> [Rows of box annotation data]
==================================================

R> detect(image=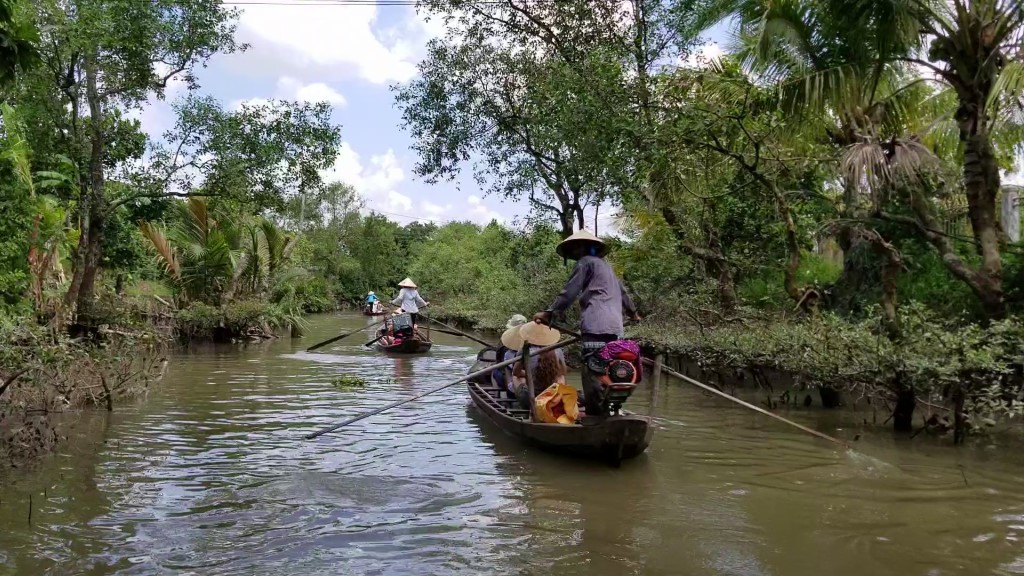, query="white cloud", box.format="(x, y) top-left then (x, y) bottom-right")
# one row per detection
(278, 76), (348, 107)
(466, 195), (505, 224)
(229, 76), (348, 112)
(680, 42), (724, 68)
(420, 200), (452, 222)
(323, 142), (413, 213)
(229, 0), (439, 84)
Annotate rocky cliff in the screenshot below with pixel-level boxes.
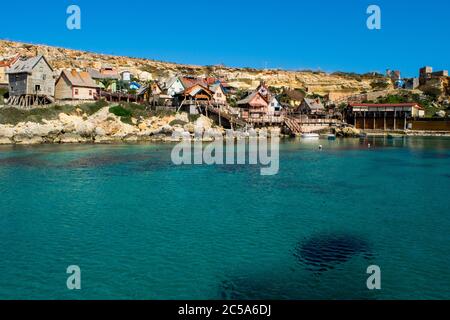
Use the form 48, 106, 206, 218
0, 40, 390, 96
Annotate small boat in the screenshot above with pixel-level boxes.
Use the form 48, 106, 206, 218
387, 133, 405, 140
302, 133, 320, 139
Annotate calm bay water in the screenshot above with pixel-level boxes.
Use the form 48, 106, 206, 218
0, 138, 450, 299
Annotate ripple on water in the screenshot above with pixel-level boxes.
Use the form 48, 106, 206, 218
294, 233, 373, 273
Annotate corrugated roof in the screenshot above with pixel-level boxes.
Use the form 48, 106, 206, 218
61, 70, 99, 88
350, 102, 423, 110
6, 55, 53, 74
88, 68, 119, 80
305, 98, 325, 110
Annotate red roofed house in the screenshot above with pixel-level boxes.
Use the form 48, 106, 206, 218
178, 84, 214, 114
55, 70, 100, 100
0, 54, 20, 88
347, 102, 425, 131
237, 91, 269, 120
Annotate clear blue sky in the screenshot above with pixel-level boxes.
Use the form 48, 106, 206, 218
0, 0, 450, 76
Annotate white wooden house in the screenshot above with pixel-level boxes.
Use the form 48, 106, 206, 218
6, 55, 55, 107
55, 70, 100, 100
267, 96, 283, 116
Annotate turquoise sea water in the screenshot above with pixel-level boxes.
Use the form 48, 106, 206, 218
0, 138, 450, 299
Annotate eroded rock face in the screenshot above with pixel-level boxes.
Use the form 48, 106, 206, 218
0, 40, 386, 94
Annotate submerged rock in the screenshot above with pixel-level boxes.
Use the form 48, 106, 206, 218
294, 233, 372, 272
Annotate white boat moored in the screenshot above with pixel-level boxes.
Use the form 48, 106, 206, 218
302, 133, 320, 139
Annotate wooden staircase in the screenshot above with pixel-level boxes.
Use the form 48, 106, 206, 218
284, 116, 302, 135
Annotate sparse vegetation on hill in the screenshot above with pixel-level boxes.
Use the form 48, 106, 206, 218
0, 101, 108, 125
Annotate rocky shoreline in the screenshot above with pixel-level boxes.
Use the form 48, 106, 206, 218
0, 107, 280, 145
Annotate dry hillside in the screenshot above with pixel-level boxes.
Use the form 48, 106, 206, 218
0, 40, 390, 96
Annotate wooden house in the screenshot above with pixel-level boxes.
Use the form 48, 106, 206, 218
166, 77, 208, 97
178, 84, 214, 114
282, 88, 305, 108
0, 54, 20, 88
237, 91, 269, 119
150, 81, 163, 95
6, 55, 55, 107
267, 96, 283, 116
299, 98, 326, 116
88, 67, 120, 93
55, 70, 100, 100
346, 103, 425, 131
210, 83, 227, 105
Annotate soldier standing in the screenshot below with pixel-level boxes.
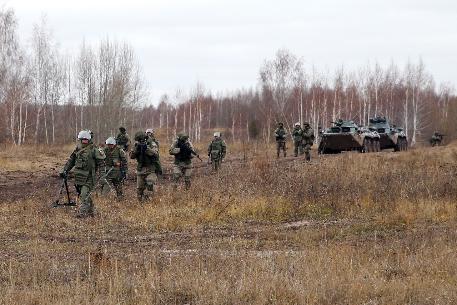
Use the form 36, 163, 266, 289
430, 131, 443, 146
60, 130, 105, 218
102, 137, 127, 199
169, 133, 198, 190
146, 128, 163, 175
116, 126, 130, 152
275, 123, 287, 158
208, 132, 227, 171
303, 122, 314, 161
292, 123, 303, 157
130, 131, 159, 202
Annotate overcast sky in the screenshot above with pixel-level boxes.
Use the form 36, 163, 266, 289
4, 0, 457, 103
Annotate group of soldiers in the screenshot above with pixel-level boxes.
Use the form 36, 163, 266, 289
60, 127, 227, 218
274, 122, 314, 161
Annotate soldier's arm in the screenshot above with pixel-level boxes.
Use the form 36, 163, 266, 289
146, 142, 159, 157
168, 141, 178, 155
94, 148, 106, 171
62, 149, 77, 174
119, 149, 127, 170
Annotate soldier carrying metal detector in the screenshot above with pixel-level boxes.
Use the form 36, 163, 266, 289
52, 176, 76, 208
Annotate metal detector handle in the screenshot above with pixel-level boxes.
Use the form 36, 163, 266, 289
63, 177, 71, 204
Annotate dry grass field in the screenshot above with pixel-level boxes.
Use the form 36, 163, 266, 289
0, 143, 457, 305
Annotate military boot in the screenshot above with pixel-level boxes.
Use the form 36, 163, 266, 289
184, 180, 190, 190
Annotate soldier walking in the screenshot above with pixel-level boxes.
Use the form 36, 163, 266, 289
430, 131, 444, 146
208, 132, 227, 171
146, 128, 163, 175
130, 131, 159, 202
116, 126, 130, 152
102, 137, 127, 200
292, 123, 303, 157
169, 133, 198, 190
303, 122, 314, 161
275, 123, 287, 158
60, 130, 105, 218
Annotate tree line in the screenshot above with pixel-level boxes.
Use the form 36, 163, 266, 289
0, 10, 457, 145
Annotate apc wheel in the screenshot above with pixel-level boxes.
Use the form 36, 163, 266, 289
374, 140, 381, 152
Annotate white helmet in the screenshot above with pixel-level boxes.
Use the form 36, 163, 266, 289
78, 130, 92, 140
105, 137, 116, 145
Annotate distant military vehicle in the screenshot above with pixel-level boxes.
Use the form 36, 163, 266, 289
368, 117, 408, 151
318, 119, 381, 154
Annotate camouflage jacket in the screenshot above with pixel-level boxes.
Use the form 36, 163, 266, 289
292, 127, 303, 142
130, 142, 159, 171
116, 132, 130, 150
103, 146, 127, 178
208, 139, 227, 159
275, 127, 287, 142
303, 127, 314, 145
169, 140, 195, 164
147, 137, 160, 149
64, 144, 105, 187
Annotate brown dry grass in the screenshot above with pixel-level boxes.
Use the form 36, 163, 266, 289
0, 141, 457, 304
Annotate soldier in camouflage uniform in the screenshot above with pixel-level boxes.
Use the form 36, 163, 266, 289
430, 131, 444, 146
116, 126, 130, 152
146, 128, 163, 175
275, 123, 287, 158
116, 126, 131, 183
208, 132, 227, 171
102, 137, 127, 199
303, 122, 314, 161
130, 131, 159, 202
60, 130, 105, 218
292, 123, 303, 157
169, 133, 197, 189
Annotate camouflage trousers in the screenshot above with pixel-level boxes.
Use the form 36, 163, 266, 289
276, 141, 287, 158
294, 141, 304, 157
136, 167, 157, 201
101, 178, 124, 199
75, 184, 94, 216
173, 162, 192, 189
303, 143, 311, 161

==================================================

> [Request] Could you write out again everything from the line containing "Annotate eroded rock" down to the line containing "210, 83, 227, 105", both ends included? Multiply each box coordinate in the answers by 2.6 and round to whole numbers, halves going up. Leave all other lines as they are, including the numbers in the sample form.

> [The solution]
Annotate eroded rock face in the screenshot above with pixel-level boxes.
Use the form 48, 106, 206, 218
0, 104, 1004, 244
Annotate submerged rock in the screenshot above with pixel-level boxes.
Use the form 48, 106, 206, 218
764, 606, 967, 707
Annotate white boat moored in the screenshot above with pixel-level boxes.
Use the form 48, 106, 206, 218
785, 346, 832, 361
Annotate wooden staircase in the screenshot above with pixel-level boxes.
Use the form 48, 106, 206, 218
738, 302, 785, 351
Annotate sparse vegetation on hill in the screenshot above with pixel-level boxes.
Use the form 48, 106, 206, 218
0, 263, 281, 325
Annotate rocky shoreline in the screenshot above with pixel-level boxes.
Use the form 48, 106, 206, 218
0, 278, 728, 377
Annotate dry hillside in the screenshot above with pixel-level boxes.
Use the form 48, 106, 206, 218
0, 104, 1014, 250
Annotate wooden house in the screenshot above with pixel-level boxes.
Use the form 48, 106, 206, 218
432, 200, 541, 252
463, 218, 556, 296
733, 229, 793, 281
0, 140, 52, 229
616, 237, 699, 309
390, 211, 424, 247
16, 143, 143, 278
694, 250, 736, 302
777, 255, 848, 302
229, 174, 312, 242
143, 182, 260, 260
900, 268, 1105, 341
546, 216, 590, 273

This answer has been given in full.